GIVEN EXERCISE
Write out the whole listing again, exactly.

SOURCE RECORDS
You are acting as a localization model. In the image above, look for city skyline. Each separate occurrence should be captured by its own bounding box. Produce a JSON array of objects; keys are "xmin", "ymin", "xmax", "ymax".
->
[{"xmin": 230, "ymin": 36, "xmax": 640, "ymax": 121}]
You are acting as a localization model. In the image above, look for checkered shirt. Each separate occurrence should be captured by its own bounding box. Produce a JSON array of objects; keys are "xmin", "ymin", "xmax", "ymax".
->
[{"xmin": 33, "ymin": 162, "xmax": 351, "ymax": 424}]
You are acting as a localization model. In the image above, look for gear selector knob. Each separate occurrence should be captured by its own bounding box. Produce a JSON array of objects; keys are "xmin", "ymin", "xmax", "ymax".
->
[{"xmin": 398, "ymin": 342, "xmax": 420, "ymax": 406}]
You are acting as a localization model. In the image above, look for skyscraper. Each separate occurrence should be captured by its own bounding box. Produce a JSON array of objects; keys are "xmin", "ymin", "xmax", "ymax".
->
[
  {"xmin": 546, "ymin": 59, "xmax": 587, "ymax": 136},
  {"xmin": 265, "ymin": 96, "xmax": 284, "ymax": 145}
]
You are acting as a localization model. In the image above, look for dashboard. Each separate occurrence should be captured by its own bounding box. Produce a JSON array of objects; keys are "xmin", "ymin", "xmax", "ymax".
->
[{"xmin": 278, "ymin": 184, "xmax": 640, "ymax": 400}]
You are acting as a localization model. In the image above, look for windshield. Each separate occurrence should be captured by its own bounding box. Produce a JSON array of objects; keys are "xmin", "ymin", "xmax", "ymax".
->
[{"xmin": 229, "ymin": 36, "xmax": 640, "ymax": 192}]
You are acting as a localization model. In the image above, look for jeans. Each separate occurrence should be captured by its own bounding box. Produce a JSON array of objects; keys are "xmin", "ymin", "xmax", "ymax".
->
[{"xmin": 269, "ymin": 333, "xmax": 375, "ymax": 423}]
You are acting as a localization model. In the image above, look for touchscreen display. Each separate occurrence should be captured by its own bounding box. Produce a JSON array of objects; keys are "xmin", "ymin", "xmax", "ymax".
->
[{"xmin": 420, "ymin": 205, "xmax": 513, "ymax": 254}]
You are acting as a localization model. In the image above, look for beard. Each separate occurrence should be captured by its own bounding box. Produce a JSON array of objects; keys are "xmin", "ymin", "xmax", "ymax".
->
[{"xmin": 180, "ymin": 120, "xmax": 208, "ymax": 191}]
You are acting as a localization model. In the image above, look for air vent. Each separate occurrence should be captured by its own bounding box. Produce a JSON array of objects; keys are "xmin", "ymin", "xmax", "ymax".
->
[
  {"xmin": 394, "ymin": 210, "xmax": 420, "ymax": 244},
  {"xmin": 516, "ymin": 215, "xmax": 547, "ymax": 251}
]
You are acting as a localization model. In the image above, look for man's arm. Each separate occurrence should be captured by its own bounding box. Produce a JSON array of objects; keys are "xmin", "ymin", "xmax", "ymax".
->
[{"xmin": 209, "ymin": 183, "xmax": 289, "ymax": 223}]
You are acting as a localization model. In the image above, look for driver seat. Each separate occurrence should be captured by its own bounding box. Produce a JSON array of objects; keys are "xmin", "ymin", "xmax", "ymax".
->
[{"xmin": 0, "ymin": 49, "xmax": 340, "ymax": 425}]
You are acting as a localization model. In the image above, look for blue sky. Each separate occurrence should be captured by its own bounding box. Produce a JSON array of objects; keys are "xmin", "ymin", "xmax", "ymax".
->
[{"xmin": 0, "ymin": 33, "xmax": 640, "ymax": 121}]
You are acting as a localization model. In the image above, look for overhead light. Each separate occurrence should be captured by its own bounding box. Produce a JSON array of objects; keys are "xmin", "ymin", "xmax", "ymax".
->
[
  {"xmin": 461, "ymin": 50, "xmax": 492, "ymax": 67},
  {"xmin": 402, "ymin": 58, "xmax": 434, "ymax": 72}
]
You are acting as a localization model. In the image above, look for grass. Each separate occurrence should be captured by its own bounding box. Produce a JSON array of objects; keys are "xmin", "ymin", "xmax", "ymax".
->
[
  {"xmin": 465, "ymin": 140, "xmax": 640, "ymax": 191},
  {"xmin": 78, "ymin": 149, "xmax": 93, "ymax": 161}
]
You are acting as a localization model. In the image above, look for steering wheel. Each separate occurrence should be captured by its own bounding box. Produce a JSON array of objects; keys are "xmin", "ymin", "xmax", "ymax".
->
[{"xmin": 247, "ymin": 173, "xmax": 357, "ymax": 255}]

RESULT
You are acting as a localization model. In the image above, look for city skyline. Each separate occurrence should be captured by its own bounding box. Produce a JSON array of objects; keys are "xmin", "ymin", "xmax", "ymax".
->
[{"xmin": 230, "ymin": 36, "xmax": 640, "ymax": 121}]
You are acting as a localization model. In the image above, look for checkered shirt. Each separate occurrence should be captured by its own bounding box. Produce a JSON array of objects; keys are "xmin", "ymin", "xmax", "ymax".
->
[{"xmin": 33, "ymin": 162, "xmax": 351, "ymax": 424}]
You are acting as a localization model. In the image above, look for gear selector knob. Each separate occurrence should be captured by its own bounding box. Produce a JSON array of objects; keys are "xmin", "ymin", "xmax", "ymax".
->
[{"xmin": 398, "ymin": 342, "xmax": 420, "ymax": 406}]
You are acting as a localization model. In the image above, look for skyscraper. Each separate occurrence should be captured by its own bounding box. Produce a JSON array of objects; keys are "xmin", "ymin", "xmax", "ymax".
->
[
  {"xmin": 546, "ymin": 59, "xmax": 587, "ymax": 136},
  {"xmin": 265, "ymin": 96, "xmax": 284, "ymax": 145}
]
You are acting as a localization model. In the image above, look for dashboard. Each separate occurrence should be captured by its own bounding box. Produce a JSON array of objects; keys are "xmin", "ymin", "xmax", "ymax".
->
[{"xmin": 278, "ymin": 184, "xmax": 640, "ymax": 400}]
You are acting as a localization model. In the image above, look for windshield. Each separate occurrence should be captured by its own bounding box. Produce a JSON array of objects; keys are "xmin", "ymin", "xmax", "ymax".
->
[{"xmin": 229, "ymin": 36, "xmax": 640, "ymax": 192}]
You are acting as a localization model. In the image above, look for jeans. Each separate occurrence should be captured by its own bounding box. Produce a JSON array of objects; keys are "xmin", "ymin", "xmax", "ymax".
->
[{"xmin": 269, "ymin": 333, "xmax": 375, "ymax": 423}]
You are acting as a localization model. In the image above, look for touchscreen display. Each separate occurrence should be captured by its own bounding box. Produce a JSON array of objects; keys are "xmin", "ymin", "xmax", "ymax".
->
[{"xmin": 420, "ymin": 205, "xmax": 513, "ymax": 254}]
You are acting as a localization model. In the image above, look for beard. Each separate occurrence should be captured by its own bounding box. Produce a JSON array of objects; keys are "xmin", "ymin", "xmax", "ymax".
->
[{"xmin": 180, "ymin": 120, "xmax": 208, "ymax": 191}]
You are acting as a localization model. In the image above, look for air vent. Each separate occurrence should be captured by its own bounding box. Produce a JSON array of objects; keys are "xmin", "ymin", "xmax", "ymax".
->
[
  {"xmin": 394, "ymin": 210, "xmax": 420, "ymax": 244},
  {"xmin": 516, "ymin": 215, "xmax": 547, "ymax": 251}
]
You are acting as a localization model. In the image above, look for man's arm. Each separate occurrence should be captured by its own bounding box. Produce a JSON array of objects; keys are "xmin", "ymin", "xmax", "ymax".
->
[{"xmin": 209, "ymin": 183, "xmax": 289, "ymax": 223}]
You are acting as a localization model. In the image above, look for driver seat. Each separate occurrence should be captured by its own bounding box. Produce a JSON array of objects; keys are "xmin", "ymin", "xmax", "ymax".
->
[{"xmin": 0, "ymin": 49, "xmax": 340, "ymax": 425}]
You are acting as a localization model. In the image above, look for blue sky. Each separate occurrence should be captured by its own bounding box. Produce a JSON array of objects; keys are "xmin", "ymin", "xmax", "ymax".
->
[{"xmin": 0, "ymin": 33, "xmax": 640, "ymax": 121}]
You are acting as a localization model. In the image above, look for overhead light. Each separate occurrence should be captured by its own bounding box. Produce a JSON array of objects; keys are "xmin", "ymin", "xmax", "ymax".
->
[
  {"xmin": 461, "ymin": 50, "xmax": 492, "ymax": 67},
  {"xmin": 402, "ymin": 58, "xmax": 434, "ymax": 72}
]
You are acting as a localization model. In the image above, look for grass. Each separate occurrence should be captured by its own bounding box. Produce a JSON array of objects; keys are "xmin", "ymin", "xmax", "ymax".
->
[
  {"xmin": 465, "ymin": 140, "xmax": 640, "ymax": 191},
  {"xmin": 78, "ymin": 149, "xmax": 93, "ymax": 161}
]
You are acting as a localization model. In the image above, look for steering wheel. Each separate occurrence should be captured by its own bounding box. Produce a JSON array of objects; keys are "xmin", "ymin", "xmax", "ymax".
->
[{"xmin": 247, "ymin": 173, "xmax": 357, "ymax": 255}]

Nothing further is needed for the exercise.